Estratto:

----------

Laureatosi in lettere a Firenze nel 1896, inizialmente si dedicò alla storia medioevale dimostrandosi uno dei migliori giovani storici. Dopo aver insegnato latino in una scuola media di Palermo, ottenne a soli ventotto anni la cattedra di Storia moderna a Messina (1901). Qui nel 1908 fu sorpreso dal terremoto e perse la moglie, i cinque figli e la sorella, essendo l’unico sopravvissuto di tutta la sua famiglia. Successivamente insegnò all’Università di Pisa e infine a quella di Firenze. Tra i suoi allievi vi furono Carlo Rosselli, Ernesto Rossi, e Camillo Berneri.
Aderì al Partito Socialista Italiano e alla corrente meridionalista, collaborando, dal 1897, alla rivista Critica sociale, mostrandosi tenace sostenitore del suffragio universale e della soluzione della questione del Mezzogiorno, cercando di condurre su posizioni meridionaliste il movimento socialista e insistendo sulla necessità di un collegamento tra operai del nord e contadini del sud, sulla necessità dell’abolizione del protezionismo e delle tariffe doganali di Stato (che proteggono l’industria privilegiata e danneggiano i consumatori), e della formazione di una piccola proprietà contadina che liquidasse il latifondo.

----------

Sezione dati:
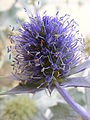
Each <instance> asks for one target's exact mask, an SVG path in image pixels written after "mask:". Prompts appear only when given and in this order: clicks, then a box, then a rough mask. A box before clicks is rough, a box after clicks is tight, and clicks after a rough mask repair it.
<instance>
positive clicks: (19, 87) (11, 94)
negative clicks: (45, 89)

----------

Esercizi da svolgere:
**a)** Ricopia dal brano sullo storico il tratto che va da "Aderì al Partito" fino a "liquidasse il latifondo.".
**b)** Scrivi il seguito del brano sullo storico, cominciando dopo l'ultima frase riportata.

Soluzioni:
**a)**
Aderì al Partito Socialista Italiano e alla corrente meridionalista, collaborando, dal 1897, alla rivista Critica sociale, mostrandosi tenace sostenitore del suffragio universale e della soluzione della questione del Mezzogiorno, cercando di condurre su posizioni meridionaliste il movimento socialista e insistendo sulla necessità di un collegamento tra operai del nord e contadini del sud, sulla necessità dell’abolizione del protezionismo e delle tariffe doganali di Stato (che proteggono l’industria privilegiata e danneggiano i consumatori), e della formazione di una piccola proprietà contadina che liquidasse il latifondo.

**b)**
Salvemini combatté il malcostume politico e le gravi responsabilità di Giolitti (crack della Banca Romana) con “Il ministro della malavita” (1910). Nel partito socialista si scontrò sui temi sopra citati con la corrente maggioritaria di Filippo Turati e, in seguito ad una mancata manifestazione del partito contro lo scoppio della guerra di Libia (1911), uscì dal partito socialista. Sulla scia di questo distacco, nel dicembre 1911 diede quindi vita ad un periodico, “L’Unità”, che diresse fino al 1920, perseguendo il tentativo di fondare un nuovo partito, la Lega democratica, meridionalista, socialista nei fini di giustizia e liberale nel metodo, contro ogni privilegio.
Nel 1914 mantenne posizioni interventiste, dichiarandosi convinto della necessità di superare gli anacronistici imperi austro-ungarico e tedesco, ma sul finire della guerra espresse la propria delusione per la mancata realizzazione delle speranze in un superamento delle rivalità antipopolari tra gli Stati e in una partecipazione democratica dei popoli alle decisioni dei governi.
Eletto deputato nel 1919, con l’avvento del fascismo si schiera da subito contro Mussolini e contro gli aventiniani, e stringe un profondo sodalizio ideale e politico con i fratelli Carlo Rosselli e Nello Rosselli e con Ernesto Rossi, che vedono in lui il comune maestro.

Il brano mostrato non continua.